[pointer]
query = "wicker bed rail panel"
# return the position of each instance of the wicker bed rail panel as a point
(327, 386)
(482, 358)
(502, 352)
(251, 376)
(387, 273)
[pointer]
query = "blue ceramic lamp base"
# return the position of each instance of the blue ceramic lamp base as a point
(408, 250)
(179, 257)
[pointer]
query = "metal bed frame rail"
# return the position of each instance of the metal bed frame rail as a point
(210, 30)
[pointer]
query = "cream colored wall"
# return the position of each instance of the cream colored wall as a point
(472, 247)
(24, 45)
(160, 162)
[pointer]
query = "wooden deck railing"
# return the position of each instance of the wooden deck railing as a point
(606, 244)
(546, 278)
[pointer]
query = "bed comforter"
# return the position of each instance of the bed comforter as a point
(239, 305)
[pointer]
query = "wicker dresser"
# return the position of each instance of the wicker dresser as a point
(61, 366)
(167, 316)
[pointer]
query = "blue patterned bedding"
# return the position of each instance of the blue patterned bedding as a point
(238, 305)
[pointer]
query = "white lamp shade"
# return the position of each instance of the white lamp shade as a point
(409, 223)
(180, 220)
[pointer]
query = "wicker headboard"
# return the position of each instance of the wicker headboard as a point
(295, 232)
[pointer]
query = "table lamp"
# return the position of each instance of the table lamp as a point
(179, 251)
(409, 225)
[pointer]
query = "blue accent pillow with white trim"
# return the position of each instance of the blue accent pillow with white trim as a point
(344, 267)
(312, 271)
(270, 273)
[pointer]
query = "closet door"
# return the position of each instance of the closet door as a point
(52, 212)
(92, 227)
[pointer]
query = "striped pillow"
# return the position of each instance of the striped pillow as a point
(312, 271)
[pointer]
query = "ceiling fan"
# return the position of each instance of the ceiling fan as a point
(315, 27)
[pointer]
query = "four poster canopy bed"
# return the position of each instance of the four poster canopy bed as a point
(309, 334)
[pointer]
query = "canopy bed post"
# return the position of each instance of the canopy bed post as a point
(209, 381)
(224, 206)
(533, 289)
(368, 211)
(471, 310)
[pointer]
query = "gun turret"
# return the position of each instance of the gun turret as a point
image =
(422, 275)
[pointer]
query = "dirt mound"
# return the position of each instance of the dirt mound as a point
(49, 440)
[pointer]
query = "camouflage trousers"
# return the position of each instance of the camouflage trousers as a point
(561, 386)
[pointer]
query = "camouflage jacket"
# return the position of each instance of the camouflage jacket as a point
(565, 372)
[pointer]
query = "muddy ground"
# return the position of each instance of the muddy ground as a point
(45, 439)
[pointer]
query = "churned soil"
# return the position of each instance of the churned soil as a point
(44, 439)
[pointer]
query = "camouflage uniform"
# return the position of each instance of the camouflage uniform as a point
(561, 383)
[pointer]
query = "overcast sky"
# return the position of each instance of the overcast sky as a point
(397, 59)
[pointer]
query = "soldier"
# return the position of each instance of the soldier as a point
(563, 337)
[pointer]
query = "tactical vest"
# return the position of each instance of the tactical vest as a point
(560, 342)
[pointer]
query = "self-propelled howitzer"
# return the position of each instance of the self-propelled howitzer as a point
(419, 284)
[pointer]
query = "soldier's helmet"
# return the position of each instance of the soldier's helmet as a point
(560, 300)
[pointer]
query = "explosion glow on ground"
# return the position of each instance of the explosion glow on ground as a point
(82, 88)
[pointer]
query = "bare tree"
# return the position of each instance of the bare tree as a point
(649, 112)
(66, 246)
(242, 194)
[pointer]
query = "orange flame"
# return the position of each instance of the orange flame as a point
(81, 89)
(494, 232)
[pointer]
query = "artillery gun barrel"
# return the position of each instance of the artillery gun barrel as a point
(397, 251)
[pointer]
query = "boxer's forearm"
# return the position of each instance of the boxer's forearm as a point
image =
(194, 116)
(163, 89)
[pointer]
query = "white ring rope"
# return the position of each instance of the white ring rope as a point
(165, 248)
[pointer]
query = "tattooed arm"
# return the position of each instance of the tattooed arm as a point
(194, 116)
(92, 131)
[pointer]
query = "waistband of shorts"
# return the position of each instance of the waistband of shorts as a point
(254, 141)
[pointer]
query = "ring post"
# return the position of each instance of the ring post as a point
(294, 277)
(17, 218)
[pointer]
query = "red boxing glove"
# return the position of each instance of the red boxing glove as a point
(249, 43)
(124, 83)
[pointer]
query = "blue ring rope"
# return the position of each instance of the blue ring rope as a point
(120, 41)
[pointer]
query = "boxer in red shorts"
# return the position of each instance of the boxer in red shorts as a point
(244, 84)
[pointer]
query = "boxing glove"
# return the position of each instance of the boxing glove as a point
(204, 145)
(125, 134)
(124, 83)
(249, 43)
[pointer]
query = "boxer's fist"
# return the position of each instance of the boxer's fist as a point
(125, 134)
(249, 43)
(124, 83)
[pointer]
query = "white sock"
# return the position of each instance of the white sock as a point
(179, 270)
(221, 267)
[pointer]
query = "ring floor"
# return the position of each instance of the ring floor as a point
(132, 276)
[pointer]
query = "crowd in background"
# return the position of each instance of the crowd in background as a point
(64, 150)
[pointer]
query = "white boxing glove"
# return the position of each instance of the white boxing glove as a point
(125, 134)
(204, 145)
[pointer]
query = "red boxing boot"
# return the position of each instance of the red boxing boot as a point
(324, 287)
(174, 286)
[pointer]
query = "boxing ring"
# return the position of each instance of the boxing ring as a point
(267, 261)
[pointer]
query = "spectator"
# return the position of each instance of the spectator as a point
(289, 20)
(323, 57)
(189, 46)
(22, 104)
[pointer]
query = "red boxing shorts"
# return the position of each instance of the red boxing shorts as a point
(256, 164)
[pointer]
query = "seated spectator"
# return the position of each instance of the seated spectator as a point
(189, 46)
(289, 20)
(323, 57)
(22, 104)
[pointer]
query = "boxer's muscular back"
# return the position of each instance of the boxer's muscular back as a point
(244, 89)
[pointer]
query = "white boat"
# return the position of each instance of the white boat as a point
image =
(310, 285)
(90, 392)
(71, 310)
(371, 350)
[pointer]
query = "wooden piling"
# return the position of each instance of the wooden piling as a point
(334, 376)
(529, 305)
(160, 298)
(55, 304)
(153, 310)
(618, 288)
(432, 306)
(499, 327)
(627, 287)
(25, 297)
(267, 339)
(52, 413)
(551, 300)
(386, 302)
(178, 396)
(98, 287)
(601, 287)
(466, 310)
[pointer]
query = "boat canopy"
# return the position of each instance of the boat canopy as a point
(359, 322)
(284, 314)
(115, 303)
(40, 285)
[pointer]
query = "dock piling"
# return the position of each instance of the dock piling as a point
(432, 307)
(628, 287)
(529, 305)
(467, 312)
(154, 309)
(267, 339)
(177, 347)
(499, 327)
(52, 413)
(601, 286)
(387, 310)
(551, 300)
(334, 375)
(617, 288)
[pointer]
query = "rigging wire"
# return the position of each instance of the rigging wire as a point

- - - -

> Given request
Give the data again, exactly as it stands.

> Solution for this problem
[pointer]
query = "wicker bed rail panel"
# return the position of each instance of the wicker bed rail panel as a point
(327, 386)
(482, 358)
(502, 352)
(251, 376)
(387, 273)
[pointer]
query = "blue ceramic lamp base"
# return the position of each instance of the blue ceramic lamp base as a point
(408, 250)
(179, 257)
[pointer]
query = "metal bed frame rail"
# return the position of each instance of the metal bed frame rail as a point
(210, 30)
[pointer]
query = "cream colored wall"
# return the position of each instance of the cream colored wall as a point
(472, 247)
(24, 45)
(160, 162)
[pointer]
query = "wooden deck railing"
# return the position of each instance of the wooden deck railing as a point
(606, 244)
(546, 278)
[pointer]
query = "bed comforter"
# return the position of each instance of the bed comforter as a point
(239, 305)
[pointer]
query = "wicker dresser"
# return the position of each instance of the wicker dresser as a point
(61, 366)
(167, 316)
[pointer]
query = "blue patterned bedding"
# return the position of each instance of the blue patterned bedding as a point
(238, 305)
[pointer]
query = "white lamp shade"
# return the position of each instance of the white lamp shade as a point
(409, 223)
(180, 220)
[pointer]
query = "wicker headboard"
# return the position of each instance of the wicker headboard as a point
(295, 232)
[pointer]
query = "table lamp"
# return the position of each instance of the table lamp as a point
(179, 251)
(409, 225)
[pointer]
query = "blue accent pillow with white trim"
# return the position of each instance of the blue accent pillow with white trim as a point
(344, 267)
(312, 271)
(270, 273)
[pointer]
query = "closet door"
# return the position of each instance of the closet door as a point
(52, 212)
(92, 227)
[pointer]
query = "striped pillow"
# return the position of each instance of the striped pillow as a point
(312, 271)
[pointer]
query = "ceiling fan"
# return the position of each instance of the ceiling fan as a point
(315, 27)
[pointer]
query = "four poster canopy bed"
# return the position of each instance of the four poster canopy bed as a point
(309, 334)
[pointer]
query = "canopy bed post"
# return the position of each instance of the canopy bed post as a point
(209, 381)
(224, 206)
(533, 289)
(368, 211)
(471, 310)
[pointer]
query = "gun turret"
# return the position of each instance of the gun turret as a point
image =
(422, 275)
[pointer]
query = "dirt mound"
# return the position of each instance of the dirt mound as a point
(49, 440)
[pointer]
query = "camouflage trousers"
# return the position of each instance of the camouflage trousers as a point
(561, 386)
[pointer]
query = "camouflage jacket"
# return the position of each instance of the camouflage jacket as a point
(565, 372)
[pointer]
query = "muddy ground"
# return the position of each instance of the muddy ground as a point
(45, 439)
[pointer]
query = "churned soil"
# return the position of each instance of the churned soil as a point
(44, 439)
[pointer]
query = "camouflage uniform"
# return the position of each instance of the camouflage uniform as a point
(561, 383)
[pointer]
query = "overcast sky"
# return the position of each instance of the overcast sky as a point
(397, 59)
[pointer]
query = "soldier"
# return the position of each instance of the soldier as a point
(563, 337)
[pointer]
query = "tactical vest"
# return the position of each instance of the tactical vest as a point
(560, 342)
[pointer]
query = "self-propelled howitzer"
# return the position of each instance of the self-propelled howitzer as a point
(419, 284)
[pointer]
query = "soldier's helmet"
# return the position of each instance of the soldier's helmet as a point
(560, 300)
[pointer]
query = "explosion glow on ground"
# return the position of each instance of the explosion glow on ground as a point
(82, 88)
[pointer]
query = "bare tree"
# return the position of each instance of the bare tree as a point
(649, 112)
(66, 246)
(242, 194)
[pointer]
query = "orange flame"
# return the position of each instance of the orange flame as a point
(81, 89)
(494, 232)
[pointer]
query = "artillery gun barrel"
# return the position of each instance of the artillery gun barrel as a point
(397, 251)
[pointer]
query = "boxer's forearm"
# return the position of each instance of the boxer's forearm as a point
image =
(194, 116)
(163, 89)
[pointer]
query = "white ring rope"
# return the position of each instance of the white ring rope as a point
(165, 248)
[pointer]
query = "tattooed arm"
# return the position of each instance of the tattooed arm as a point
(194, 116)
(92, 131)
[pointer]
query = "waistband of shorts"
# return the position of each instance of the waistband of shorts as a point
(254, 141)
[pointer]
query = "ring post"
# return the position of each instance of the ring post as a point
(294, 277)
(17, 218)
[pointer]
query = "red boxing glove"
# return the position of each instance of the red boxing glove as a point
(249, 43)
(124, 83)
[pointer]
query = "blue ring rope"
# return the position of each instance of the blue ring rope as a point
(120, 41)
[pointer]
query = "boxer in red shorts"
# return the position of each instance of the boxer in red shorts as a point
(244, 84)
[pointer]
query = "boxing glove"
# return the position of each instance of the boxing glove as a point
(204, 145)
(125, 134)
(124, 83)
(249, 43)
[pointer]
query = "boxer's fist"
# return the position of each instance of the boxer's fist as a point
(125, 134)
(249, 43)
(124, 83)
[pointer]
query = "white sock"
# return the position of each instance of the white sock as a point
(179, 270)
(221, 267)
[pointer]
query = "ring floor"
# return the position of each instance of the ring floor as a point
(132, 276)
[pointer]
query = "crowd in background"
# return the position of each instance of the crowd in background as a point
(64, 150)
[pointer]
query = "white boxing glove"
# return the position of each instance of the white boxing glove as a point
(125, 134)
(204, 145)
[pointer]
query = "red boxing boot"
# return the position of each instance of the red boxing boot as a point
(324, 287)
(174, 286)
[pointer]
query = "boxing ring"
# return the position of each instance of the boxing ring as a point
(267, 261)
[pointer]
query = "spectator"
# return the position of each instance of the spectator as a point
(289, 20)
(323, 57)
(189, 46)
(22, 104)
[pointer]
query = "red boxing shorts"
# return the position of each instance of the red boxing shorts as a point
(256, 164)
[pointer]
query = "seated spectator"
# return the position of each instance of the seated spectator as a point
(189, 46)
(289, 20)
(323, 57)
(22, 104)
[pointer]
query = "boxer's muscular back"
# return the position of each instance of the boxer's muscular back as a point
(244, 89)
[pointer]
query = "white boat"
# return the position of each instance of the white boat as a point
image =
(310, 285)
(90, 392)
(71, 310)
(371, 350)
[pointer]
query = "wooden piling"
# return the position of each instance of the wooden piling as a point
(334, 376)
(529, 305)
(160, 298)
(55, 304)
(153, 310)
(618, 288)
(432, 306)
(499, 327)
(627, 287)
(25, 297)
(267, 339)
(52, 413)
(551, 300)
(386, 302)
(178, 396)
(98, 287)
(601, 287)
(466, 310)
[pointer]
query = "boat canopy"
# return the position of each instance of the boat canopy as a point
(359, 322)
(284, 314)
(115, 303)
(40, 285)
[pointer]
query = "dock piling"
# return the position of each instance of the dock piling as a point
(432, 307)
(628, 287)
(529, 305)
(467, 312)
(154, 309)
(267, 339)
(177, 347)
(499, 327)
(52, 413)
(601, 286)
(387, 310)
(551, 300)
(334, 375)
(617, 288)
[pointer]
query = "rigging wire"
# return the position of each instance of the rigging wire as a point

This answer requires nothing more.